(BRIEF 1): Reproduce, line for line, the portion of the records that begins with the line containing "Check that every instance of the gold" and continues through the end of the records, omitting the pictures.

A data-driven perspective means you can identify which content topics are resonating with your audience, then optimize and iterate your efforts accordingly.

Go intelligent

What members of your audience choose to read is highly indicative of the hopes, fears, dreams, and interests that drive their purchasing decisions. Think about it in your own life: You clicked on this article because you have some interest in the topic of engagement as it relates to content marketing.

Of course, one click isn’t enough to build an accurate picture of you, but if we track your reading arc on CMI we soon could build an increasingly accurate picture of which topics interest you and use that to identify your current concerns and needs (engagement, content marketing, benchmarking, etc.)

Capturing the full picture of your audience’s engagement, like Kraft does, requires you to start before your audience ever sees the content. Using proper metadata, tags, etc., consistently enables your brand to track more than traffic – you can track whether your content strategy delivers what your audience needs and wants.

Tracking readership-based metadata tags and traffic enables you to identify gaps in your content coverage, as well as saturated topics. For example, CMI may find that content with metadata including words such as “benchmarking,” “engagement,” and “content marketing” are popular with its readers, but content tagged with “content audit,” “personalization,” or “WordPress” is less popular. Now, CMI can go back to its content strategy and creation to produce content that better addresses the revelation of the metadata tracking.

Kraft tags its web content and tracks more than 22,000 attributes based on the audience’s behaviors and engagement. With 100 million visitors to its web properties annually, this measurement necessitated the integration of its content and data management platforms.

(BRIEF 2): According to the page excerpt, how many attributes does Kraft track based on the audience's behaviors and engagement?

(STORED DATA):
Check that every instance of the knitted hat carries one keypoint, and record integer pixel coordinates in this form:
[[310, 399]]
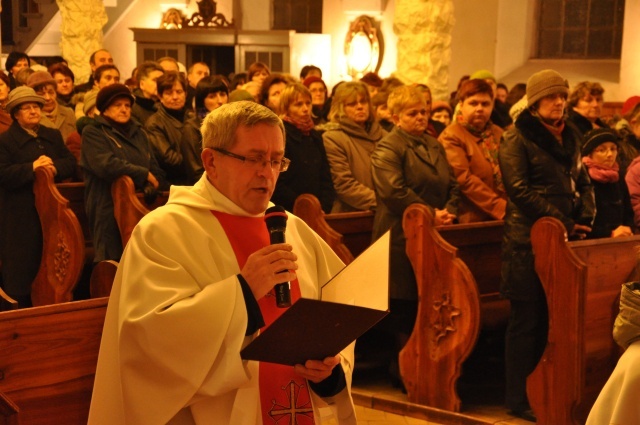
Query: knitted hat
[[20, 95], [596, 137], [545, 83], [441, 104], [108, 94], [40, 78], [372, 79], [482, 74], [313, 79], [629, 104], [90, 98]]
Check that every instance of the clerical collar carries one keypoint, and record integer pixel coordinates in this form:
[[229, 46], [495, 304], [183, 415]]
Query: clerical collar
[[224, 204]]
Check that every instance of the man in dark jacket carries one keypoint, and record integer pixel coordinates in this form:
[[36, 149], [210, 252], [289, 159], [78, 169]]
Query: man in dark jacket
[[543, 177], [25, 146], [112, 146], [146, 95]]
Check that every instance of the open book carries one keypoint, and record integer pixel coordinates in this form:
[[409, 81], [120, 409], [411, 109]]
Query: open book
[[351, 303]]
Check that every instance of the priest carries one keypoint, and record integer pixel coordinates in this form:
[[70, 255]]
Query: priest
[[195, 286]]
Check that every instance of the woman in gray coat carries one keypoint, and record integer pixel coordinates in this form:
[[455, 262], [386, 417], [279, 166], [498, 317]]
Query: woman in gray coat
[[349, 147], [408, 167]]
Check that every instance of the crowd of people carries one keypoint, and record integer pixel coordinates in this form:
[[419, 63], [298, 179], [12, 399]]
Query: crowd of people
[[487, 153]]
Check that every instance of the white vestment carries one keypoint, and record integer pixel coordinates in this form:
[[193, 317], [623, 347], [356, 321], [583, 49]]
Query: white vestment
[[619, 400], [176, 321]]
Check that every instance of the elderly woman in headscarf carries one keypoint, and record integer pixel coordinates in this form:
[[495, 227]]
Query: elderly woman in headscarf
[[472, 144], [543, 176], [25, 146], [350, 145], [309, 168], [112, 146], [614, 215], [585, 106]]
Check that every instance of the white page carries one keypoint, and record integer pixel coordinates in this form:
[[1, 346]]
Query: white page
[[364, 282]]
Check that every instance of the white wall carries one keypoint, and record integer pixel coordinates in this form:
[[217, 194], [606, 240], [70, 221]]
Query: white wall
[[630, 62], [336, 20], [148, 14], [474, 38]]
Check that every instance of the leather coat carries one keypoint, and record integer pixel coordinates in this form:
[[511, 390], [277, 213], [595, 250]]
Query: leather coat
[[542, 178]]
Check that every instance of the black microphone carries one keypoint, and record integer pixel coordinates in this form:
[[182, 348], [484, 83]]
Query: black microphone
[[276, 220]]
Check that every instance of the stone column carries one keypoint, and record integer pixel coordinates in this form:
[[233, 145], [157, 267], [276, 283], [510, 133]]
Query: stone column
[[82, 22], [423, 28]]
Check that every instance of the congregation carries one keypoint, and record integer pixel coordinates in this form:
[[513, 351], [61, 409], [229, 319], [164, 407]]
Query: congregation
[[488, 152]]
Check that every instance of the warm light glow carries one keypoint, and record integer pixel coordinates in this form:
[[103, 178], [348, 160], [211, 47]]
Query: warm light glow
[[360, 53]]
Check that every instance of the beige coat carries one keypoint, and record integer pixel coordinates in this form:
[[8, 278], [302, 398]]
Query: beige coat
[[480, 200], [349, 150]]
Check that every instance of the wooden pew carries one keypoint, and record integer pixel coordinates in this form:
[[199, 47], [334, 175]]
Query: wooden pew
[[6, 302], [453, 306], [48, 358], [63, 252], [348, 234], [129, 207], [582, 282]]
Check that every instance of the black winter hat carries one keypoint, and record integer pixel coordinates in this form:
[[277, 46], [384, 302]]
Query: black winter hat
[[108, 94], [594, 138]]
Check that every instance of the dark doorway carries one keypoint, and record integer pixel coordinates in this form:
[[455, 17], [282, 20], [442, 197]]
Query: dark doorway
[[221, 59]]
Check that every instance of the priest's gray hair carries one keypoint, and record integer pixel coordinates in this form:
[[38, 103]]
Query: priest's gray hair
[[219, 127]]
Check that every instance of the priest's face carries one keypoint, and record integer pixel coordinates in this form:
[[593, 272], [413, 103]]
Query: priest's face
[[247, 172]]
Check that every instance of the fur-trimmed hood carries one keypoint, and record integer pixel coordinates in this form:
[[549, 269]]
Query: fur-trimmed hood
[[533, 129]]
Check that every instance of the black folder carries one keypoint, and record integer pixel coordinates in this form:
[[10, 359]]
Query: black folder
[[314, 329]]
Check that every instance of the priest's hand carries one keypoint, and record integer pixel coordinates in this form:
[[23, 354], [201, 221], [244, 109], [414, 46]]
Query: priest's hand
[[264, 268], [317, 370]]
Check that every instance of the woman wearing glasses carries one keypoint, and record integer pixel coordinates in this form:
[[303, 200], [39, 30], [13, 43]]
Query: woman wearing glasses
[[614, 215], [309, 170], [25, 146], [350, 145], [112, 146]]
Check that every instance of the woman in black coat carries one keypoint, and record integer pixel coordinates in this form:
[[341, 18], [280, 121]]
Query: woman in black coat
[[112, 146], [543, 176], [25, 146], [614, 215], [408, 167], [309, 169]]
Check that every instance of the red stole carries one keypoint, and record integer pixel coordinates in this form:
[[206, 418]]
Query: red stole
[[284, 396]]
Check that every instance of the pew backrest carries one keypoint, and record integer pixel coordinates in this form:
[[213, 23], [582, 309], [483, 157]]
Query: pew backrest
[[582, 282], [129, 207], [348, 234], [448, 320], [48, 358], [63, 250]]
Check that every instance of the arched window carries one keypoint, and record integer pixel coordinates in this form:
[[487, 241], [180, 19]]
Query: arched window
[[580, 29], [300, 15]]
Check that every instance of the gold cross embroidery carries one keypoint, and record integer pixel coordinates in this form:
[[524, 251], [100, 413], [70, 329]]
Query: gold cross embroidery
[[279, 411]]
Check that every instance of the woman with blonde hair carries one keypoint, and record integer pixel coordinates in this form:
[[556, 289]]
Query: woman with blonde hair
[[585, 106], [309, 168], [408, 167], [350, 145]]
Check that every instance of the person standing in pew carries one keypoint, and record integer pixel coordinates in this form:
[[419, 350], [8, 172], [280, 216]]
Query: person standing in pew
[[114, 145], [349, 144], [614, 214], [543, 176], [195, 285], [471, 145], [309, 171], [25, 146], [408, 166]]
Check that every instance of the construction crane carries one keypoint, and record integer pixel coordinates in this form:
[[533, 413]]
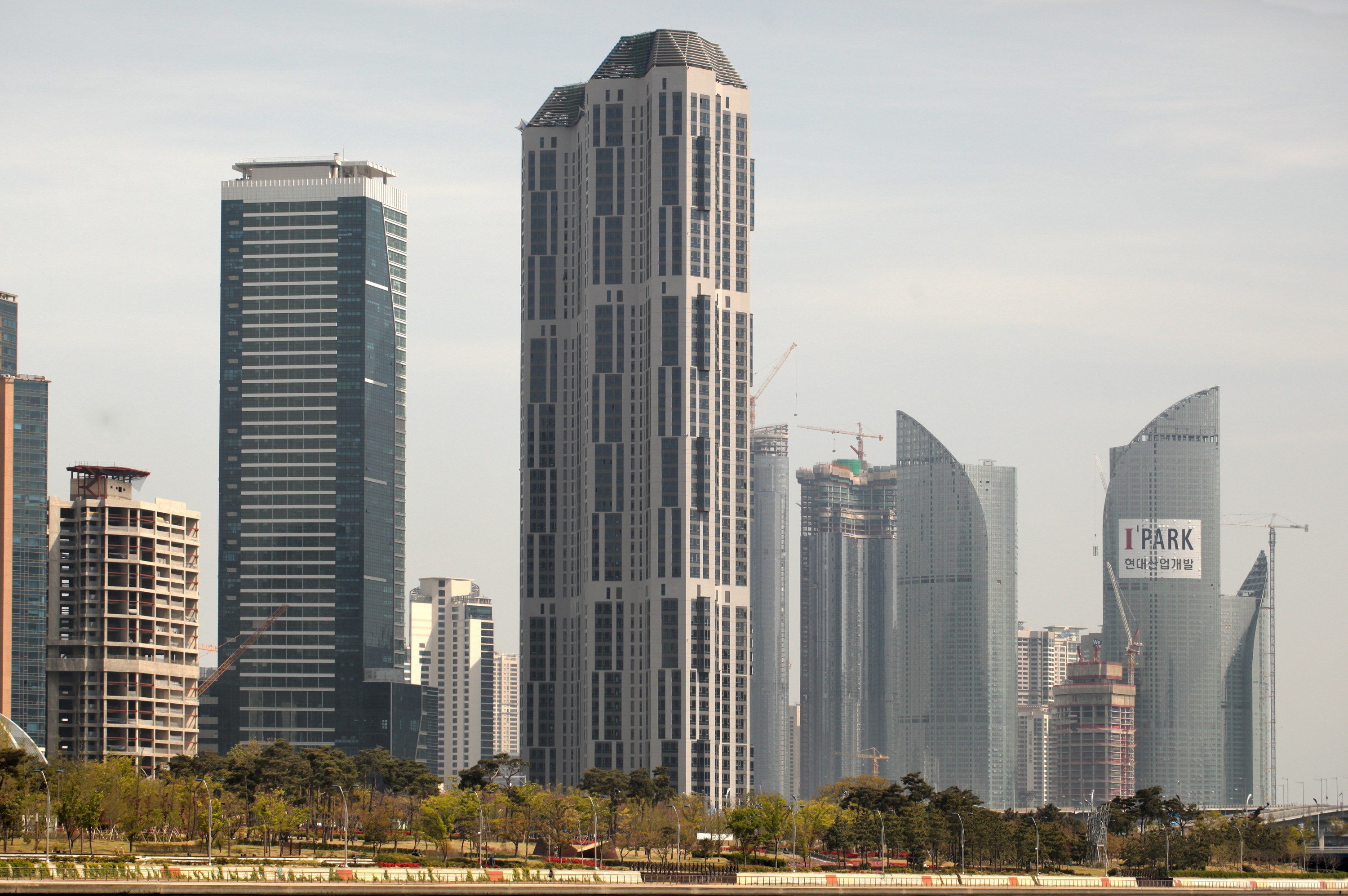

(EXPECTED OUTPUT 1):
Check that every instance of the gold cross embroidery carries one keypoint, and record integer pixel coordinates in this form:
[[524, 251], [100, 413], [70, 329]]
Query: gold cross embroidery
[[279, 411]]
Check that every instance of the woman with blonde hair carries one keypoint, and record integer pixel coordinates in this form:
[[556, 289]]
Query: woman with blonde hair
[[585, 106], [309, 168], [408, 167], [350, 145]]
Check that every instance of the person standing in pew carries one keypoint, and record integer pixel coordinates in this form:
[[419, 350], [8, 172], [280, 216]]
Query: person standing in pew
[[114, 145], [349, 144], [614, 214], [543, 176], [195, 285], [471, 145], [309, 171], [25, 146], [408, 166]]
Check that every instance of the construction crane carries one keypoint, and record integer pixel coordinates in this form:
[[533, 413]]

(EXPECTED OUTPUT 2): More than 22,000 attributes.